=== Section Start ===

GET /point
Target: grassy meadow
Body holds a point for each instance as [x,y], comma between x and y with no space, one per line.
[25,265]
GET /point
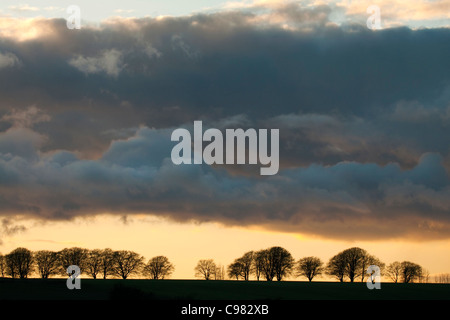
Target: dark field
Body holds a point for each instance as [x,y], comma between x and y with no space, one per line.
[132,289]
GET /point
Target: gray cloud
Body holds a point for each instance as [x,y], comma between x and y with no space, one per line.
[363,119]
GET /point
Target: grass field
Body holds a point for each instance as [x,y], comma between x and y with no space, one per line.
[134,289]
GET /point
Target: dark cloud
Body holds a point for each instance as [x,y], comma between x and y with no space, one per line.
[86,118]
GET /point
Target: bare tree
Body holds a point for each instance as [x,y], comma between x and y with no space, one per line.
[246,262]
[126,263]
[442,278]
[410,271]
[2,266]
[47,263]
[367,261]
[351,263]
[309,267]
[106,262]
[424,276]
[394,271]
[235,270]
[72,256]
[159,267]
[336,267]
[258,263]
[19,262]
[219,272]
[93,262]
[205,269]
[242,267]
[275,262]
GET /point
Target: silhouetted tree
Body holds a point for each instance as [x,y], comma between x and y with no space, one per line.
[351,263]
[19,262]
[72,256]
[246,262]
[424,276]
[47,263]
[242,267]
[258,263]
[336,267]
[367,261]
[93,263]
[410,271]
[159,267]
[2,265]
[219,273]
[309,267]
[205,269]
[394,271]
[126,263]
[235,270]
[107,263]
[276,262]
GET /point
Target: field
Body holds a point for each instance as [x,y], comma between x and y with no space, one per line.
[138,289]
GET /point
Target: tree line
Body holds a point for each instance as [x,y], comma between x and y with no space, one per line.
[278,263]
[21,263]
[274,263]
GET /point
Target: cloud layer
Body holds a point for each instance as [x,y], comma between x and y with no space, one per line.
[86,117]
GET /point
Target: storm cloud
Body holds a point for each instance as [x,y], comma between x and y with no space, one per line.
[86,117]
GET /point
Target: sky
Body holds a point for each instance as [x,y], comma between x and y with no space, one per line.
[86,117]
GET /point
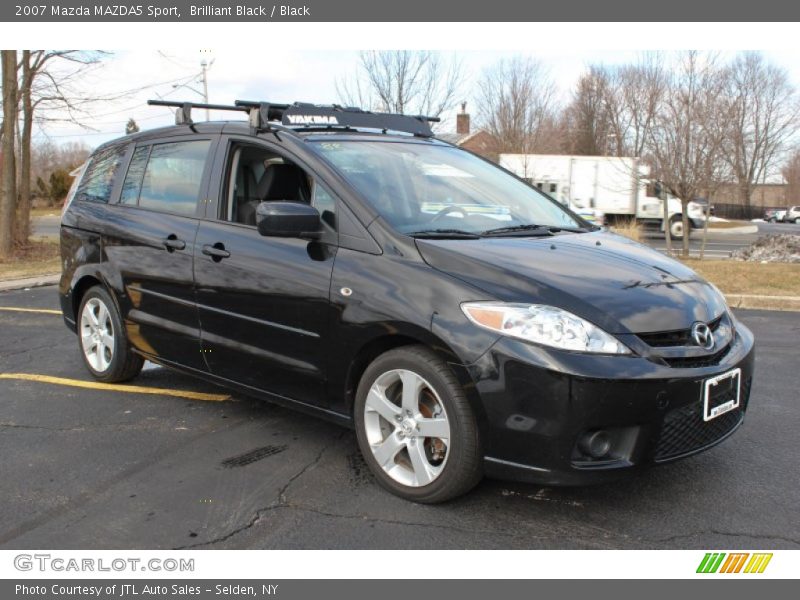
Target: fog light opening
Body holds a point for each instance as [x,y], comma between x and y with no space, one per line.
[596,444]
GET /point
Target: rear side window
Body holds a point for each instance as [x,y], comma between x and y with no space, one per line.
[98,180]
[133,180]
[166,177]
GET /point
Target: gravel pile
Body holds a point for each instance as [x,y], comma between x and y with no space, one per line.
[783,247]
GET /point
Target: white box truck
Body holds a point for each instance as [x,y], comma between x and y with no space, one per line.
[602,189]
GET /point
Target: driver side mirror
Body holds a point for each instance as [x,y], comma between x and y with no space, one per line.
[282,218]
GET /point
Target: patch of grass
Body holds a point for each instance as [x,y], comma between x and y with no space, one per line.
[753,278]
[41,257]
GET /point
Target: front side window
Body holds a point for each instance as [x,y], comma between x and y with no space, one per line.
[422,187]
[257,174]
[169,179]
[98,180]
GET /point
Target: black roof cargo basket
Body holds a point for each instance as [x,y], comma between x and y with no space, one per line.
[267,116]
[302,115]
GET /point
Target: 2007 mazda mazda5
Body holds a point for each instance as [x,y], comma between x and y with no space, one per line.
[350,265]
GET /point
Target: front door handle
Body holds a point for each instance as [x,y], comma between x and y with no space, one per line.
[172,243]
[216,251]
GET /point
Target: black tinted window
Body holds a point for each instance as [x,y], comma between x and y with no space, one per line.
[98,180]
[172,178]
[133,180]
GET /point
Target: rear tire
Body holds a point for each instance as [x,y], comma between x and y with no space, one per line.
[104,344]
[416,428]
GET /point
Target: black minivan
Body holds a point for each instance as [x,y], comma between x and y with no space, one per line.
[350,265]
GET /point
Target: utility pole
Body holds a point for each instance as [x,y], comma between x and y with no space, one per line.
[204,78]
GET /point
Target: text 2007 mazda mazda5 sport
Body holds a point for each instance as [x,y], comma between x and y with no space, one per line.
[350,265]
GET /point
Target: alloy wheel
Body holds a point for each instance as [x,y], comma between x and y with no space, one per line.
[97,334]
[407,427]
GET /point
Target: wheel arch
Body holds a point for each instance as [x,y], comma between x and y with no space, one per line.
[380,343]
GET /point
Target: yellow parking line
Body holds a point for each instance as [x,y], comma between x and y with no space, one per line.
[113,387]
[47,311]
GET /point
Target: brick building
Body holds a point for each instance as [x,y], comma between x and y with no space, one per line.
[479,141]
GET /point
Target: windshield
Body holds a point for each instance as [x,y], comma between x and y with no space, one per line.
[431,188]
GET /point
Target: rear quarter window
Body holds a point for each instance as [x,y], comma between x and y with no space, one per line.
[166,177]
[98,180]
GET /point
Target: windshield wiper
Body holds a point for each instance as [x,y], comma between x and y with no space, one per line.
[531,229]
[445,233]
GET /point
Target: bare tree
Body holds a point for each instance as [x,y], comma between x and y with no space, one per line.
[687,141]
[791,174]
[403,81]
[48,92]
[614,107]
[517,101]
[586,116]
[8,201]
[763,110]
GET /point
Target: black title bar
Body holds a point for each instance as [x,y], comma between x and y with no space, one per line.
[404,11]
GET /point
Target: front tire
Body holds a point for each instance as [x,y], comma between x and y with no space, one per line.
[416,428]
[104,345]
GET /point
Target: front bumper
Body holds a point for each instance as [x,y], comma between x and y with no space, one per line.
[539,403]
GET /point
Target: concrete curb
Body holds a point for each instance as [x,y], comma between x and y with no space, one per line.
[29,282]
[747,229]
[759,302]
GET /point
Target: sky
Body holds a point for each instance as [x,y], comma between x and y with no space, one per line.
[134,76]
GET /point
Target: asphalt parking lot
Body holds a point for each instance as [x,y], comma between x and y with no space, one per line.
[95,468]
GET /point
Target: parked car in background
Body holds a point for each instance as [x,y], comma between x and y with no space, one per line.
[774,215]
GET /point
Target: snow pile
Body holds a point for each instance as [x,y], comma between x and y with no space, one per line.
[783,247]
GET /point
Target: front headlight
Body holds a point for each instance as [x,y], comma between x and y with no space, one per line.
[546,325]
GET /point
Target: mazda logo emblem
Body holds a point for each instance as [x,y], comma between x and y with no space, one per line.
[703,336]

=== Section End ===
=== Section Start ===

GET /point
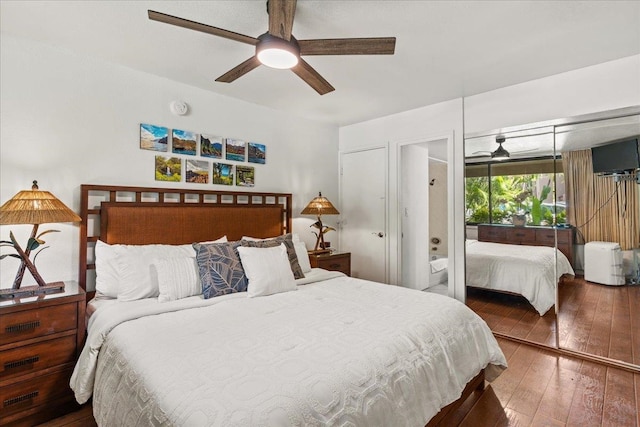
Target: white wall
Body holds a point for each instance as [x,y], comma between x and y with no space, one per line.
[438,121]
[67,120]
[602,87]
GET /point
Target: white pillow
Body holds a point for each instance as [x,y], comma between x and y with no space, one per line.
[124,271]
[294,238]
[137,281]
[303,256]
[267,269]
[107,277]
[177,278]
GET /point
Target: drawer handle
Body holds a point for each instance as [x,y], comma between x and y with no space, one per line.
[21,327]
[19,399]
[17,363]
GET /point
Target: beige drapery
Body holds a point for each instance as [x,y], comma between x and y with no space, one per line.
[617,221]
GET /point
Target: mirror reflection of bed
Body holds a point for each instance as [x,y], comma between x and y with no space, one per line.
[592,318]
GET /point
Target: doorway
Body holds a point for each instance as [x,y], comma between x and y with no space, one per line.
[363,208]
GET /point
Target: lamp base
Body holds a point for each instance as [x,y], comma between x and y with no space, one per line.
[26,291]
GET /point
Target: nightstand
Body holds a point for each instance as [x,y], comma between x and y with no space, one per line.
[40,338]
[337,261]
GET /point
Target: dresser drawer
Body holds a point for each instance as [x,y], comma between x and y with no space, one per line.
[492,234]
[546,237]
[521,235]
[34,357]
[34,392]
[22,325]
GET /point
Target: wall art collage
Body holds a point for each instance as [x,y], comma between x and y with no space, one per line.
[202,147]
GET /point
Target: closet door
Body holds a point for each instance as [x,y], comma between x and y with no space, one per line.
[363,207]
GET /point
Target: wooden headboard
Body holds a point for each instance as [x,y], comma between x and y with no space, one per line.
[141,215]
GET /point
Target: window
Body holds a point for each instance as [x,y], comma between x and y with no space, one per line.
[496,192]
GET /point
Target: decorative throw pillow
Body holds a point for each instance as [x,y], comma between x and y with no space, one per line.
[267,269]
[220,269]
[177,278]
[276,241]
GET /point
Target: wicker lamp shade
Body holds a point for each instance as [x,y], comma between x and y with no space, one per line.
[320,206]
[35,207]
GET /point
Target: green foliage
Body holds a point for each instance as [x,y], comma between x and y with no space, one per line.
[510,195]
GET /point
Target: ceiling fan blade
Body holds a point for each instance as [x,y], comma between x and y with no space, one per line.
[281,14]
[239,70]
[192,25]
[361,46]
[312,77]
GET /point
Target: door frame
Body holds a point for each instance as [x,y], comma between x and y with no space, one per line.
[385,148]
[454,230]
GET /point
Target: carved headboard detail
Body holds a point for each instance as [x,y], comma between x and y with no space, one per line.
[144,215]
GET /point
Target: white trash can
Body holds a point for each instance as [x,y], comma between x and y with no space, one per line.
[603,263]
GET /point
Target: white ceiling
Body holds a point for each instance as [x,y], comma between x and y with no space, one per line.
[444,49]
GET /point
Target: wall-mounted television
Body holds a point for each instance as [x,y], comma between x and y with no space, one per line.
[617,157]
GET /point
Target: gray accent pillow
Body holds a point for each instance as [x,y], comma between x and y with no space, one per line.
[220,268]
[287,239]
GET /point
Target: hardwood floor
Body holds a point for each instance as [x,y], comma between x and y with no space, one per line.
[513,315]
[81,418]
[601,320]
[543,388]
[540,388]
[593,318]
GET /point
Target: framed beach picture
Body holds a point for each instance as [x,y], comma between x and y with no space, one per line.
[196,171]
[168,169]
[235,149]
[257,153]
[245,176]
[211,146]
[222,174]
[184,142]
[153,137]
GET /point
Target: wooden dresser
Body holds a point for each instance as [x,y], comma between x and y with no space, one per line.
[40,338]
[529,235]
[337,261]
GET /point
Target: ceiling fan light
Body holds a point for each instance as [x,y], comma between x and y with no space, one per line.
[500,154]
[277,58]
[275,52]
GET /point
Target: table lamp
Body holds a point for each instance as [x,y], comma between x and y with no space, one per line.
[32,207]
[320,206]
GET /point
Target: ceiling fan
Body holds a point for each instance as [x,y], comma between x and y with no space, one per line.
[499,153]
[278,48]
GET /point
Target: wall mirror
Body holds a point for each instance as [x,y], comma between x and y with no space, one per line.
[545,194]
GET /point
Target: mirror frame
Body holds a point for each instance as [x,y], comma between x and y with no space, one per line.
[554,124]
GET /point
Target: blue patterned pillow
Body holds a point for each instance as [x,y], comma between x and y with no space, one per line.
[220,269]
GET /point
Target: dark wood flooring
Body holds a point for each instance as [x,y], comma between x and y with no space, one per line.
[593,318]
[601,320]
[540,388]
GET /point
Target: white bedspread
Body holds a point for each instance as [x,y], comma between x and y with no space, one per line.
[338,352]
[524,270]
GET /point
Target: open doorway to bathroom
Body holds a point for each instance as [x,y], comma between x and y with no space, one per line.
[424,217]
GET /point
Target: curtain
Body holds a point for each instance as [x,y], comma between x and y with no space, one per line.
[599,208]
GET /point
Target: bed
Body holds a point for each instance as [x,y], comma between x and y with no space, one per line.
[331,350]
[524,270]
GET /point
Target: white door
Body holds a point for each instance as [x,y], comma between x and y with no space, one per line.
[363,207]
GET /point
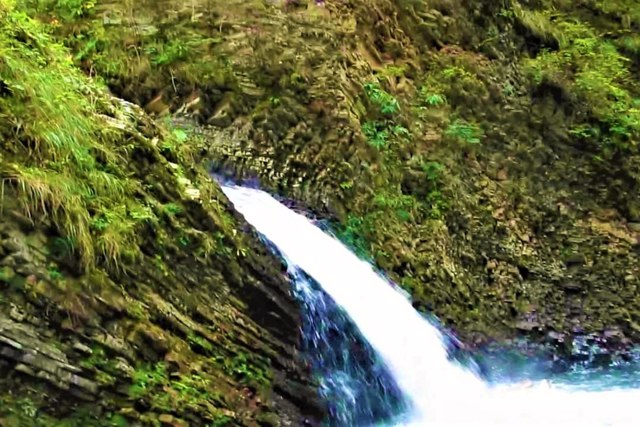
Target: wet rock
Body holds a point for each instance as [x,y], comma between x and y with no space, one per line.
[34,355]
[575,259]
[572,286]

=== Section End ===

== TASK TO CARRY OUT ==
Look above for the line with "Target: dresser drawer"; retype exactly that line, every line after it up to the line with "Target: ceiling fan blade", and that line too, nothing else.

== OUTPUT FOR THIS EXERCISE ==
Target: dresser drawer
Body holds a point for each instance as [x,y], comma between x and y with no space, one per line.
[492,234]
[546,237]
[521,235]
[34,357]
[34,392]
[22,325]
GET /point
Target: wall art collage
Body holds a point for each instance as [x,y], comma between x and y with no space, one per line.
[202,147]
GET /point
Target: closet door
Body holds a point for each instance as [x,y], comma between x and y with no space, one per line.
[363,207]
GET /point
Target: wooden headboard
Body holds a point for each instance as [x,y], comma between x and y with no space, one per line.
[141,215]
GET /point
Target: window
Body holds a point for each instance as [x,y], comma between x and y with no space, one per line.
[496,192]
GET /point
Target: decorative throw pillow
Body holds a point for each instance as [x,y], comma between x and y with no space, one per line.
[267,269]
[220,269]
[177,278]
[276,241]
GET /point
Target: wicker lamp shade
Body holds a point for each instance as [x,y], comma between x and y with no space, one per line.
[320,206]
[35,207]
GET /point
Target: green foliage
Body holds a point for each instance as [x,y], comma between x and y with no space, one per line.
[510,195]
GET /point
Target: ceiling fan blade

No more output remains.